- **Data items**:
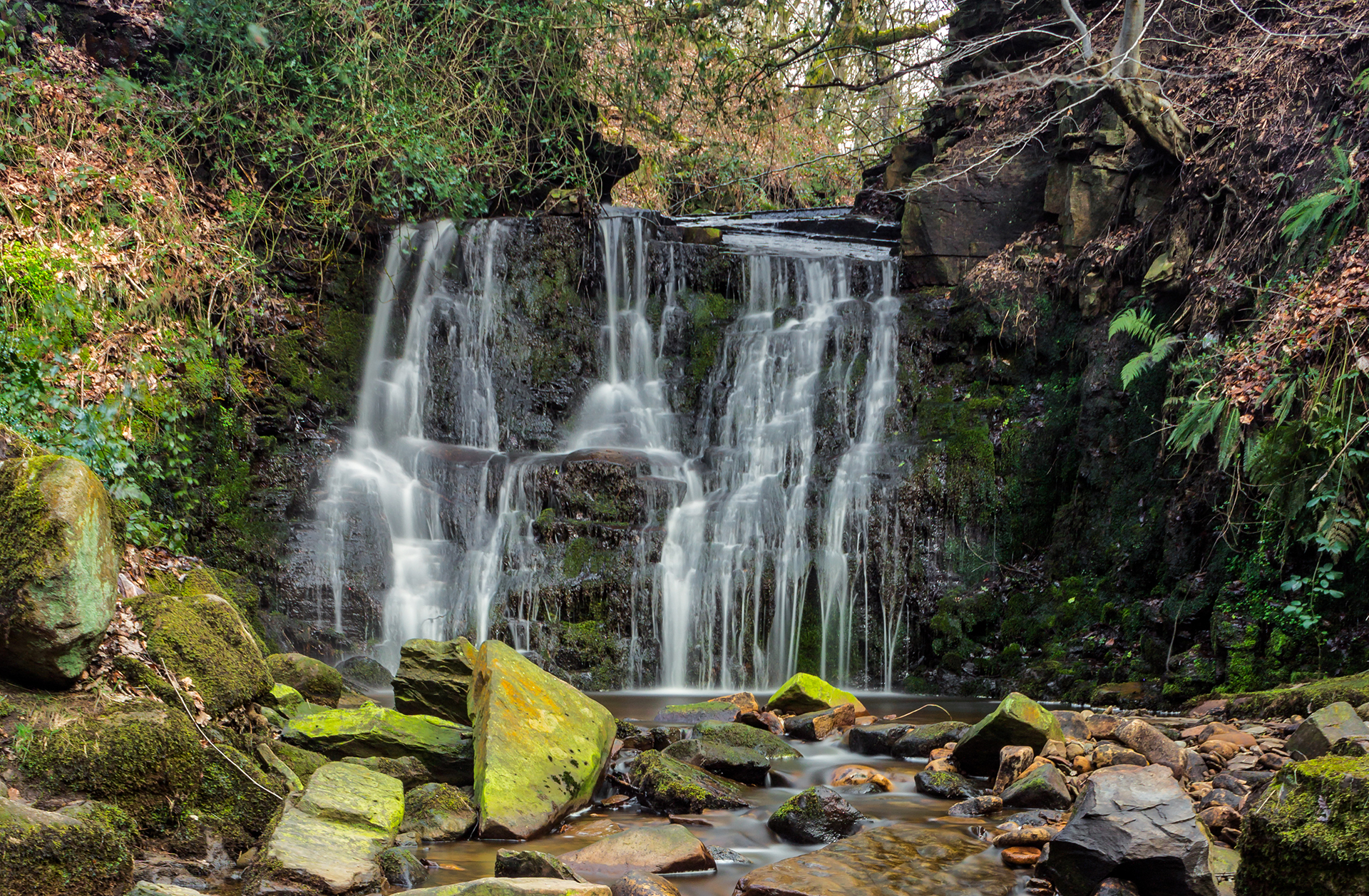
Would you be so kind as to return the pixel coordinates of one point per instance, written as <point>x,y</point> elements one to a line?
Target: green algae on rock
<point>374,731</point>
<point>540,744</point>
<point>808,694</point>
<point>58,568</point>
<point>83,850</point>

- **Exercise brief**: Repeat the records above verbatim, dropping the pictures.

- **Answer box**:
Would you be so kind as to return the pixel coordinates of one point per instance, written as <point>x,y</point> elements one to a line?
Target: green algae on rock
<point>374,731</point>
<point>540,744</point>
<point>808,694</point>
<point>58,568</point>
<point>83,850</point>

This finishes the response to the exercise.